ENTRIES SUPPLIED =
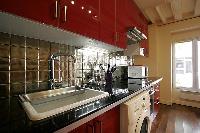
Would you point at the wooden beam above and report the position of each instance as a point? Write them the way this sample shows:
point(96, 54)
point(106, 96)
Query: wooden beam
point(176, 9)
point(197, 8)
point(161, 13)
point(151, 14)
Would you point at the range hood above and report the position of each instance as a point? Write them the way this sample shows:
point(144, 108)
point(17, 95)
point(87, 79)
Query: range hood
point(135, 36)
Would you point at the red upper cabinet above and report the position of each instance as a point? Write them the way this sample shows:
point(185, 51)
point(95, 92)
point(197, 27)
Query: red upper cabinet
point(121, 24)
point(107, 21)
point(44, 11)
point(81, 17)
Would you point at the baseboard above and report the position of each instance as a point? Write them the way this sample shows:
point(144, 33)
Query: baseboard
point(167, 102)
point(187, 103)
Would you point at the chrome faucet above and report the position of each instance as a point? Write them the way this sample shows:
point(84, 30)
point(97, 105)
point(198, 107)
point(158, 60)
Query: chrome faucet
point(54, 57)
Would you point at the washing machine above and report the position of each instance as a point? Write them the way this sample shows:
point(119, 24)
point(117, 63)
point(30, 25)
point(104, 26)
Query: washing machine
point(135, 114)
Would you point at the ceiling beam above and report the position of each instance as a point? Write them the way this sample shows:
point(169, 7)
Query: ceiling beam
point(176, 9)
point(197, 8)
point(160, 11)
point(151, 14)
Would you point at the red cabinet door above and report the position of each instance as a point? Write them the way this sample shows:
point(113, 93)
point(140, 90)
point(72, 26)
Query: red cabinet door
point(109, 122)
point(121, 23)
point(107, 21)
point(38, 10)
point(80, 17)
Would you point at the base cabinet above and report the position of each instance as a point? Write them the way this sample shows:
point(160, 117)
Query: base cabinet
point(108, 122)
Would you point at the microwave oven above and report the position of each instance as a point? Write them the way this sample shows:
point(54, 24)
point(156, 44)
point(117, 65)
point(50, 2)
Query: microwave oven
point(122, 73)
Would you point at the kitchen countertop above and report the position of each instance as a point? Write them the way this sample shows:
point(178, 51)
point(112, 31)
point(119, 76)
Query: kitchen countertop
point(73, 118)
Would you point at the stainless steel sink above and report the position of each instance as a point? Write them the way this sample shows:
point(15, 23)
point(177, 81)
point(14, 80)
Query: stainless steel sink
point(40, 105)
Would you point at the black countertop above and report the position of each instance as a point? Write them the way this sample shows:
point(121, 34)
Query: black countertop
point(80, 115)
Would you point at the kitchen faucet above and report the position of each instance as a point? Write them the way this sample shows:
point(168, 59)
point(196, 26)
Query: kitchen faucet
point(54, 57)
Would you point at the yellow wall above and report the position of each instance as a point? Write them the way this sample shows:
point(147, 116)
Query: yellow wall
point(160, 54)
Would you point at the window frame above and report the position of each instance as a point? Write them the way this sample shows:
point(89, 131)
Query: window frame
point(195, 82)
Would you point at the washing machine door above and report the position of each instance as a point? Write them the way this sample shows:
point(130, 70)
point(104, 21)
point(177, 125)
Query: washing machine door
point(144, 123)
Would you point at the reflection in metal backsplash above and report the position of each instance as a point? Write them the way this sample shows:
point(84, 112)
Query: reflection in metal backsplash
point(64, 68)
point(91, 65)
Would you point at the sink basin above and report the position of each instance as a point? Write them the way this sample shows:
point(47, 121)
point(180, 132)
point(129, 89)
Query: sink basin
point(40, 105)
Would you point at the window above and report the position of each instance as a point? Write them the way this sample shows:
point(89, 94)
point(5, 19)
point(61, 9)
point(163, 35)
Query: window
point(186, 65)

YOUR INSTRUCTIONS = Put the lines of the records from the one containing "Would you point at the kitchen countertop" through the one containing "point(195, 82)" into a numbered list, skipping any blank lines.

SOLUTION =
1. Would you point at the kitchen countertop above and report the position of each instance as a point? Write them the way this sample shows:
2. point(178, 51)
3. point(112, 31)
4. point(119, 76)
5. Query: kitchen countertop
6. point(73, 118)
7. Would you point at the stainless steel sink above and report the position of each instance as a point? Write them the way this sample shows:
8. point(15, 23)
9. point(177, 81)
10. point(14, 80)
11. Query: stainless steel sink
12. point(40, 105)
13. Would you point at the black countertop above and report the position of each instance as a point? Write them the way this sample shows:
14. point(121, 34)
15. Query: black countertop
16. point(80, 115)
17. Would you point at the kitchen faucet above and report the position of each instance as a point? Write them the way this sample shows:
18. point(168, 59)
19. point(196, 26)
20. Query: kitchen faucet
21. point(54, 57)
22. Would you point at the yellow wall above and report the position of each instance as a point? Write them the way this sample shows:
23. point(147, 116)
24. Query: yellow wall
25. point(160, 54)
26. Would you point at the window frame above and report the position of each instance as a point? Write them the way this sample shows:
27. point(89, 131)
28. Query: window frame
29. point(195, 82)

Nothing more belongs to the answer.